Starting at the first line, copy the data below through to the end, exactly.

[Given information]
---+---
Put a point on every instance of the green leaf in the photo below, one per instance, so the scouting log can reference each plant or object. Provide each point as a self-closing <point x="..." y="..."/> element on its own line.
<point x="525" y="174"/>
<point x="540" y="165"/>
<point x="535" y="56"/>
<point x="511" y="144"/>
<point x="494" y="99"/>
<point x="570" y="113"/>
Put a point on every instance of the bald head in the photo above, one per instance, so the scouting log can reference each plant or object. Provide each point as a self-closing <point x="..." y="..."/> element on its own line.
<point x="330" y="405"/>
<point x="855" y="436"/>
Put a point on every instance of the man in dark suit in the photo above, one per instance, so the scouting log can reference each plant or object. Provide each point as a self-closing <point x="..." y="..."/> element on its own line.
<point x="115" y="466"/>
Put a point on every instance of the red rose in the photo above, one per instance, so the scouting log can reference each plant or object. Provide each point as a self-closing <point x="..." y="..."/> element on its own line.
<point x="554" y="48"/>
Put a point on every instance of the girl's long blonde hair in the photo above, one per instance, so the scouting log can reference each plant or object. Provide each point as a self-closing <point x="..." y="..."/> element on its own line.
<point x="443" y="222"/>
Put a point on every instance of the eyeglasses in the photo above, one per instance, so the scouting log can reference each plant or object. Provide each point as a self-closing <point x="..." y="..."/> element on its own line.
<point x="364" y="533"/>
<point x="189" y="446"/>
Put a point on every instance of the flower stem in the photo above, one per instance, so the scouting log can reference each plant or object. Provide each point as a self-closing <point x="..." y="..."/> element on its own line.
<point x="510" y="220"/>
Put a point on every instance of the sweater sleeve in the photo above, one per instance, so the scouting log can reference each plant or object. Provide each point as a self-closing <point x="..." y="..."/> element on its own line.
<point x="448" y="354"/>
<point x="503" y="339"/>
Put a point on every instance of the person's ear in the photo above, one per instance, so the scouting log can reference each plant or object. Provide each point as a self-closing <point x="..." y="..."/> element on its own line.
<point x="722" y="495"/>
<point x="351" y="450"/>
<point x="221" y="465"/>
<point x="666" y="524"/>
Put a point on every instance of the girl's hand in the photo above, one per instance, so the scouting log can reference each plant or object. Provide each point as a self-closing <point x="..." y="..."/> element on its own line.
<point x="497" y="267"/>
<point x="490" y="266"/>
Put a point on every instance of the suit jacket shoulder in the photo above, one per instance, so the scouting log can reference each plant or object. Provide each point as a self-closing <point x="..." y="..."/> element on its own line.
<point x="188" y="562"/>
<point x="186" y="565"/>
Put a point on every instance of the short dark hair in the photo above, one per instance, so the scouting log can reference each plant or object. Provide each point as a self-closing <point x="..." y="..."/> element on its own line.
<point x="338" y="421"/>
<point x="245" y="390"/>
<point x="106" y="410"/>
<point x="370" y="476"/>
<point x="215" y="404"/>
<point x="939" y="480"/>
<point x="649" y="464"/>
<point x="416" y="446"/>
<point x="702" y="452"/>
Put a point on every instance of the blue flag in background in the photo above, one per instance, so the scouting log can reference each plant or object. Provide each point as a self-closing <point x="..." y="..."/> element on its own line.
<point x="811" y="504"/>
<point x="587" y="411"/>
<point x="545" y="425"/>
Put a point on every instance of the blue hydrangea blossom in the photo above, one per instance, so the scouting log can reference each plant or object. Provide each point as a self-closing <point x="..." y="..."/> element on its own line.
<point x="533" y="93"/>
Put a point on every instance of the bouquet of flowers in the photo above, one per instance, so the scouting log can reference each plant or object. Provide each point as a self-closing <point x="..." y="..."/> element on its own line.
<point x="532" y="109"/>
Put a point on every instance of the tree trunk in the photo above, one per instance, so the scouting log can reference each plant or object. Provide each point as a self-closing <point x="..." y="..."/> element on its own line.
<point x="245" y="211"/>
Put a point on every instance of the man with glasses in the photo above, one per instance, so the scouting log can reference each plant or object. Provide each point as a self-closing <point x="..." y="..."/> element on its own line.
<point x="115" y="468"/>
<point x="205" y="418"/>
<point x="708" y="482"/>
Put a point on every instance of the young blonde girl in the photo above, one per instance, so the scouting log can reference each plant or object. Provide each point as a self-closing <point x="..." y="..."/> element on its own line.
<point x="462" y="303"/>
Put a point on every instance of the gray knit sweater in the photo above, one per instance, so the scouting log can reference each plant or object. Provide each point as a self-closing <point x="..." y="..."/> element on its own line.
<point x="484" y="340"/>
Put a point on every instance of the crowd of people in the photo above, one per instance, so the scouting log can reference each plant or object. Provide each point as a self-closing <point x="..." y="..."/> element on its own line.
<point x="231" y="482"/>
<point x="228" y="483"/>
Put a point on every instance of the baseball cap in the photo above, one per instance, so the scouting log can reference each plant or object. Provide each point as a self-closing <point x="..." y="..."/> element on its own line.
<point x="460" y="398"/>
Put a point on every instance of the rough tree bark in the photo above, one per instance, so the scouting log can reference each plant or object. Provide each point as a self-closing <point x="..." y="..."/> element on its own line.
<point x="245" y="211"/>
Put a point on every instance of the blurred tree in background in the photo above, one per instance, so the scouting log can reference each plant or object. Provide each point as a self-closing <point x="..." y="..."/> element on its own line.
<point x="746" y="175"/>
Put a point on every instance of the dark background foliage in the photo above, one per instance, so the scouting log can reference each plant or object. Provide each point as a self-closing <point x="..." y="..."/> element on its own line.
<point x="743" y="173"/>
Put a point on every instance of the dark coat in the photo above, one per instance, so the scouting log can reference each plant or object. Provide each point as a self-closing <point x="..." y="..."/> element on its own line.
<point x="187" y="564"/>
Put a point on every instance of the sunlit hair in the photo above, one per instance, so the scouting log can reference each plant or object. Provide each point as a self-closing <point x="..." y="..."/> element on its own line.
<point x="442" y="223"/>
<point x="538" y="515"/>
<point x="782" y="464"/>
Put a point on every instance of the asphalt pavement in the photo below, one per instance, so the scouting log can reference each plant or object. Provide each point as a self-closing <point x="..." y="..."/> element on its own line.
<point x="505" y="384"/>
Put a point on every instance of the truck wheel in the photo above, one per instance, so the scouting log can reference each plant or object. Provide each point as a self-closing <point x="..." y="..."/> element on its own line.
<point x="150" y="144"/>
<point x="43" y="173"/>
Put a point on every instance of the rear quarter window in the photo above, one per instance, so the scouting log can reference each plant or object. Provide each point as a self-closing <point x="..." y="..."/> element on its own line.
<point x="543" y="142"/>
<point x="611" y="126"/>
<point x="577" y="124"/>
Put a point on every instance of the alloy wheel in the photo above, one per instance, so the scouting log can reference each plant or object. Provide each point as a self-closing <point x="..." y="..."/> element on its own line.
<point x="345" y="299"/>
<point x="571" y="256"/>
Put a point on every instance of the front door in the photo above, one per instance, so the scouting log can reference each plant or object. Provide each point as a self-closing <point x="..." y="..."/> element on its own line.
---+---
[Exercise result]
Put a point on every instance of the green leaf in the photo below, one per instance, so the scouting log can reference each plant or object. Provide each point as a self-closing <point x="..." y="..."/> element on its own line.
<point x="525" y="174"/>
<point x="540" y="165"/>
<point x="535" y="56"/>
<point x="511" y="144"/>
<point x="494" y="99"/>
<point x="570" y="113"/>
Put a point on every instance of the bald head in the photo above, one per instance, so the scouting log can reference each plant or object. Provide each point as a self-closing <point x="..." y="..."/> element on its own line.
<point x="330" y="405"/>
<point x="855" y="436"/>
Put a point on every instance of the man in dark suit in the photo above, one per instance, so the scouting log can reference each plant or object. Provide each point as a self-closing <point x="..." y="..."/> element on its own line.
<point x="115" y="466"/>
Put a point on every instance of the red rose in the photo above, one per instance, so the scouting log can reference each plant or object. Provide each point as a self-closing <point x="..." y="..."/> element on its own line.
<point x="554" y="48"/>
Put a point on every instance of the girl's long blonde hair in the photo above, one per instance, so the scouting log can reference each plant or object. Provide each point as a self-closing <point x="..." y="..."/> element on its own line.
<point x="443" y="222"/>
Put a point on every instance of the eyeglasses in the photo above, one per instance, so the scouting log can reference each plant or object. Provide each point as a self-closing <point x="..." y="..."/> element on its own line.
<point x="364" y="533"/>
<point x="189" y="446"/>
Put a point on every instance of the flower stem in the photo above, one per instance, so the scouting log can reference each plant or object. Provide each point as a self-closing <point x="..." y="..."/> element on its own line.
<point x="510" y="220"/>
Put a point on every instance of the sweater sleeve in the photo above, one per instance, so the scouting log can reference each plant or object. Provide each point as a self-closing <point x="..." y="..."/> element on its own line.
<point x="448" y="354"/>
<point x="503" y="339"/>
Put a point on every instance of the person's ear in the photo above, one per instance, so the scouting log can reference each plant or object. Provide each point as a self-closing <point x="..." y="..."/> element on its own line.
<point x="722" y="495"/>
<point x="351" y="450"/>
<point x="221" y="465"/>
<point x="666" y="524"/>
Put a point on every instance of the girl's hand in the photo above, one per instance, so the scouting log can reference each plant or object. Provide each point as a self-closing <point x="..." y="..."/> element on its own line.
<point x="497" y="267"/>
<point x="490" y="266"/>
Put a point on every instance of the suit jacket shoulder in the photo above, one per instance, so the scouting log can reference each plant or object. Provide each point as a self-closing <point x="..." y="..."/> element on its own line.
<point x="188" y="562"/>
<point x="186" y="565"/>
Put a point on every instance of the short dark hair in the photo above, one per instance, so the scouting log can reference each plant or object. Provide each point as a self-closing <point x="..." y="..."/> element on its own line.
<point x="338" y="421"/>
<point x="245" y="390"/>
<point x="106" y="410"/>
<point x="370" y="476"/>
<point x="215" y="404"/>
<point x="939" y="480"/>
<point x="649" y="464"/>
<point x="416" y="446"/>
<point x="702" y="452"/>
Put a point on every instance of the blue flag in background in the photo above, one per instance, so the scouting log can reference each plant or object. Provide each point as a self-closing <point x="..." y="..."/> element on its own line.
<point x="811" y="504"/>
<point x="587" y="411"/>
<point x="545" y="425"/>
Put a point on every instance of the blue hydrangea blossom in the photo above, one per instance, so the scouting log can reference each plant or object. Provide each point as a self-closing <point x="..." y="..."/> element on its own line.
<point x="533" y="93"/>
Put a point on every instance of the bouquet of flowers in the photo above, one per instance, so the scouting log can reference each plant or object. Provide each point as a self-closing <point x="..." y="..."/> element on its own line.
<point x="532" y="109"/>
Put a point on every instance of the tree trunk in the photo above, one per instance, so the scouting log can reference each plant or object. Provide each point as a self-closing <point x="..." y="..."/> element on its own line.
<point x="245" y="211"/>
Put a point on every instance of the man with glasses in the photo above, one per instance, so the scouting log can reference each plant or object. Provide each point as a self-closing <point x="..." y="..."/> element on its own line.
<point x="115" y="468"/>
<point x="205" y="418"/>
<point x="708" y="482"/>
Put a point on every instance of the young blonde girl in the photo above, one per instance, so the scouting log can reference each plant or object. Provide each point as a self-closing <point x="..." y="..."/> element on its own line.
<point x="462" y="303"/>
Put a point on every instance of the gray knit sweater in the photo above, one per instance, so the scouting log can reference each plant or object. Provide each point as a self-closing <point x="..." y="..."/> element on its own line.
<point x="484" y="340"/>
Put a point on every instance of the crowd of people in the photo above, one per instance, so the scouting log can reference each plant or object. Provide each point as a self-closing <point x="..." y="..."/> element on its own line.
<point x="231" y="482"/>
<point x="228" y="483"/>
Put a point on every instance of the baseball cap in the photo above, one per instance, so the scouting log can reference each plant or object. Provide each point as a self-closing <point x="..." y="..."/> element on its own line.
<point x="460" y="398"/>
Put a point on every instance of the rough tree bark in the photo above, one per instance, so the scouting log can reference each plant or object. Provide each point as a self-closing <point x="..." y="..."/> element on its own line.
<point x="245" y="211"/>
Put a point on every instance of the blurred tree in background in the photo above, one per instance, so the scouting log can reference each plant or object. Provide each point as a self-closing <point x="..." y="..."/> element on its own line.
<point x="746" y="175"/>
Put a point on every instance of the dark background foliage in the photo above, one per instance, so the scouting log can reference each plant or object. Provide each point as a self-closing <point x="..." y="..."/> element on its own line.
<point x="743" y="173"/>
Put a point on every instance of the dark coat in the photo above, one per instance, so the scouting log can reference each plant or object. Provide each point as a self-closing <point x="..." y="..."/> element on its own line.
<point x="187" y="564"/>
Put a point on every instance of the sunlit hair in the photo above, one per instance, so the scouting log can reference each plant or object. Provide each point as a self-closing <point x="..." y="..."/> element on its own line.
<point x="442" y="223"/>
<point x="538" y="515"/>
<point x="782" y="464"/>
Put a point on every instance of the asphalt pavement in the photo below, one per instance, so the scouting log can reference each plant or object. Provide each point as a self-closing <point x="..." y="..."/> element on its own line.
<point x="505" y="384"/>
Put a point on every instance of the truck wheel in the photo above, one per instance, so the scouting log can reference each plant or object. Provide each point as a self-closing <point x="..." y="..."/> element on its own line.
<point x="150" y="144"/>
<point x="43" y="173"/>
Put a point on every instance of the rear quarter window in the photo above, one per instance, so the scouting log can reference each plant or object. Provide each point as a self-closing <point x="..." y="..."/> element on its own line.
<point x="543" y="142"/>
<point x="611" y="126"/>
<point x="577" y="124"/>
Put a point on every instance of the alloy wheel in the photo above, one per instance, so the scouting log can reference each plant or object. Provide each point as a self-closing <point x="..." y="..."/> element on its own line.
<point x="345" y="299"/>
<point x="571" y="256"/>
Put a point on every instance of the front door in the photo above, one per instance, so the scouting log can reference each plant or object. Provide each point as a self-closing <point x="..." y="..."/> element on its own line.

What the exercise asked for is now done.